Restate all of the records below exactly. Do not carry over any image.

Referring expression data:
****

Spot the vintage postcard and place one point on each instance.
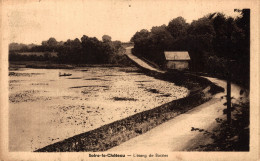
(129, 80)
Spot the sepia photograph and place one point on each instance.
(129, 80)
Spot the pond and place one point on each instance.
(45, 108)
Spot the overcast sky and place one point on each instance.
(35, 21)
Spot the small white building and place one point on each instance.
(178, 60)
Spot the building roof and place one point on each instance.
(177, 55)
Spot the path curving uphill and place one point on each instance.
(176, 134)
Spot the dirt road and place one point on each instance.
(176, 134)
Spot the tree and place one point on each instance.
(178, 27)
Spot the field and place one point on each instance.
(46, 108)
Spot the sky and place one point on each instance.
(31, 21)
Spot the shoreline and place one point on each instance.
(115, 133)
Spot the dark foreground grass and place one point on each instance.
(113, 134)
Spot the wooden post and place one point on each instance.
(229, 93)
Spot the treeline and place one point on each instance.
(88, 50)
(211, 41)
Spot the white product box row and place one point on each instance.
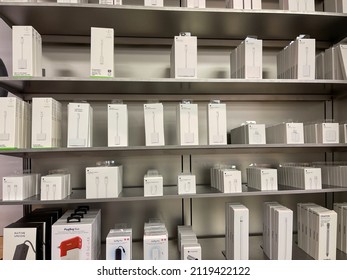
(262, 178)
(301, 177)
(226, 179)
(341, 210)
(155, 241)
(188, 244)
(317, 231)
(236, 232)
(297, 60)
(277, 231)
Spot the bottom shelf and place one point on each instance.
(213, 249)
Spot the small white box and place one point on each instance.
(217, 124)
(154, 3)
(153, 184)
(117, 124)
(80, 125)
(154, 124)
(186, 184)
(191, 252)
(194, 3)
(104, 181)
(187, 124)
(119, 244)
(102, 52)
(184, 56)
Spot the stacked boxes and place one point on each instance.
(236, 232)
(297, 60)
(317, 231)
(246, 61)
(277, 231)
(188, 244)
(285, 133)
(15, 123)
(46, 123)
(226, 179)
(262, 178)
(26, 52)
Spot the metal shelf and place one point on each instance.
(175, 88)
(166, 22)
(170, 192)
(174, 150)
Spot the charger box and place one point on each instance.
(186, 184)
(194, 3)
(217, 124)
(154, 124)
(187, 124)
(184, 57)
(102, 50)
(46, 123)
(117, 125)
(80, 125)
(104, 181)
(237, 232)
(119, 244)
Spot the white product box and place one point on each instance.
(104, 181)
(153, 184)
(283, 237)
(76, 239)
(80, 125)
(154, 124)
(343, 133)
(217, 124)
(155, 246)
(186, 184)
(238, 235)
(117, 125)
(46, 123)
(191, 252)
(194, 3)
(187, 124)
(55, 186)
(27, 51)
(154, 3)
(184, 56)
(119, 245)
(102, 52)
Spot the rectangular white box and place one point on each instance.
(194, 3)
(104, 181)
(46, 123)
(154, 3)
(80, 125)
(154, 124)
(117, 125)
(187, 124)
(153, 185)
(184, 55)
(102, 52)
(217, 124)
(186, 184)
(119, 245)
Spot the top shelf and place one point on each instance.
(166, 22)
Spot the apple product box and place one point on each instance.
(80, 125)
(104, 181)
(186, 184)
(217, 124)
(154, 124)
(187, 124)
(184, 55)
(102, 52)
(117, 125)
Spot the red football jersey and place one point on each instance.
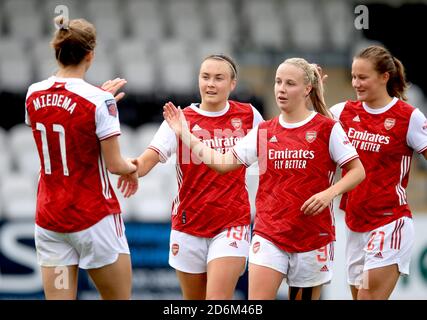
(385, 139)
(69, 117)
(207, 202)
(296, 161)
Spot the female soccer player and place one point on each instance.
(297, 152)
(209, 241)
(385, 130)
(76, 127)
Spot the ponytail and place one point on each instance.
(312, 77)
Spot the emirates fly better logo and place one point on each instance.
(310, 136)
(236, 123)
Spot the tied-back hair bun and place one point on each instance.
(62, 22)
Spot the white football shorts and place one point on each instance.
(384, 246)
(94, 247)
(301, 269)
(192, 254)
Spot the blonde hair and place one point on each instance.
(226, 59)
(312, 77)
(73, 40)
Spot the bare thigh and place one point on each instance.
(114, 281)
(379, 283)
(264, 282)
(223, 274)
(193, 285)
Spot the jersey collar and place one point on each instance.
(288, 125)
(380, 110)
(196, 108)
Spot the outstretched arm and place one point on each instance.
(113, 86)
(318, 202)
(222, 163)
(145, 162)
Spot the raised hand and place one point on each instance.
(175, 118)
(113, 86)
(128, 183)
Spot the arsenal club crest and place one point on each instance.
(175, 249)
(389, 123)
(310, 136)
(112, 107)
(236, 123)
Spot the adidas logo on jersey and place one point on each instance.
(196, 128)
(273, 139)
(324, 268)
(233, 244)
(378, 255)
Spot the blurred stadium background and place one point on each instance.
(157, 45)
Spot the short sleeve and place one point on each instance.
(164, 142)
(340, 148)
(107, 118)
(337, 109)
(246, 150)
(257, 117)
(417, 131)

****

Output for this exercise:
Spot the vintage postcard and place one point on each instance.
(129, 80)
Spot the sepia photograph and place one point on each instance.
(129, 80)
Spot the pond and place one point on each instance.
(45, 108)
Spot the overcast sky and place one point on each instance.
(35, 21)
Spot the small white building and place one point on each instance.
(178, 60)
Spot the building roof and place one point on each instance.
(177, 55)
Spot the path curving uphill and place one point on each instance.
(176, 134)
Spot the dirt road and place one point on each instance.
(176, 134)
Spot the tree and place one point on each instance.
(178, 27)
Spot the field and place one point on each instance.
(46, 108)
Spot the sky and place one point on each instance.
(31, 21)
Spot the shoreline and place one point on each instance.
(115, 133)
Spot the dark foreground grass and place one point on each instance.
(113, 134)
Spot the wooden post and place one point on each instance.
(229, 93)
Spot the treeline and place one point on each instance.
(88, 50)
(211, 41)
Spot the white product box row and place one point on each instance.
(262, 178)
(301, 177)
(226, 179)
(341, 210)
(155, 241)
(188, 244)
(317, 231)
(236, 232)
(297, 60)
(277, 231)
Spot the bottom shelf and place one point on each instance.
(213, 249)
Spot the small white box and place one point on each instance.
(217, 124)
(154, 3)
(153, 184)
(117, 124)
(80, 125)
(154, 124)
(186, 184)
(191, 252)
(194, 3)
(104, 181)
(187, 124)
(119, 244)
(102, 52)
(184, 56)
Spot the stacked boxes and place one point on each instance.
(236, 232)
(297, 60)
(317, 231)
(246, 61)
(277, 231)
(188, 244)
(285, 133)
(15, 123)
(46, 123)
(226, 179)
(262, 178)
(26, 52)
Spot the metal shelf and place one point on each instance.
(175, 88)
(166, 22)
(170, 192)
(174, 150)
Spot the charger box and place one point on each instance.
(186, 184)
(194, 3)
(217, 124)
(154, 124)
(187, 124)
(184, 57)
(102, 50)
(46, 123)
(117, 125)
(80, 125)
(104, 181)
(237, 232)
(119, 244)
Spot the white product box and place one point on each instance.
(104, 181)
(153, 184)
(283, 237)
(76, 239)
(80, 125)
(154, 124)
(343, 133)
(217, 124)
(155, 246)
(186, 184)
(238, 235)
(117, 125)
(46, 123)
(191, 252)
(194, 3)
(187, 124)
(55, 186)
(27, 51)
(154, 3)
(184, 56)
(119, 245)
(102, 52)
Spot the rectangular white box and place one point on each instance.
(194, 3)
(104, 181)
(46, 123)
(154, 3)
(80, 125)
(154, 124)
(117, 125)
(187, 124)
(153, 185)
(184, 55)
(102, 52)
(217, 124)
(186, 184)
(119, 245)
Spot the top shelf and place one point on each instance.
(166, 22)
Spot the apple product box and place one point on each instance.
(80, 125)
(104, 181)
(186, 184)
(217, 124)
(154, 124)
(187, 124)
(184, 55)
(102, 52)
(117, 125)
Spot the red football jersey and place one point on each instance.
(385, 139)
(69, 117)
(207, 202)
(296, 161)
Spot the female soccer player and place one point on each instance.
(297, 152)
(209, 241)
(385, 130)
(76, 127)
Spot the ponytail and place one point on each instance.
(312, 77)
Spot the emirates fly better logo and place one point on each instance.
(310, 136)
(236, 123)
Spot the tied-back hair bun and place one point on each instance.
(62, 22)
Spot the white football shorts and place one point on each instance.
(384, 246)
(94, 247)
(301, 269)
(192, 254)
Spot the blonde hair and place one point on each instance.
(226, 59)
(312, 77)
(73, 40)
Spot the bare thigh and place one point on each instance.
(114, 281)
(379, 283)
(264, 282)
(223, 274)
(193, 285)
Spot the jersey collar and place one point on each instance.
(288, 125)
(380, 110)
(196, 108)
Spot the outstretched arm and place one point on each instance.
(113, 86)
(318, 202)
(222, 163)
(145, 162)
Spot the raised hand and place one point on each instance.
(175, 118)
(113, 86)
(128, 183)
Spot the arsenal club crest and place one point on each instance.
(175, 249)
(389, 123)
(310, 136)
(112, 107)
(236, 123)
Spot the adidas logo on jersey and place one point on each instance.
(196, 128)
(273, 139)
(324, 268)
(233, 244)
(378, 255)
Spot the blurred stadium background and place one point on each instance.
(157, 45)
Spot the short sleeve and place one point on each instance.
(164, 142)
(340, 148)
(107, 118)
(337, 109)
(246, 150)
(257, 117)
(417, 131)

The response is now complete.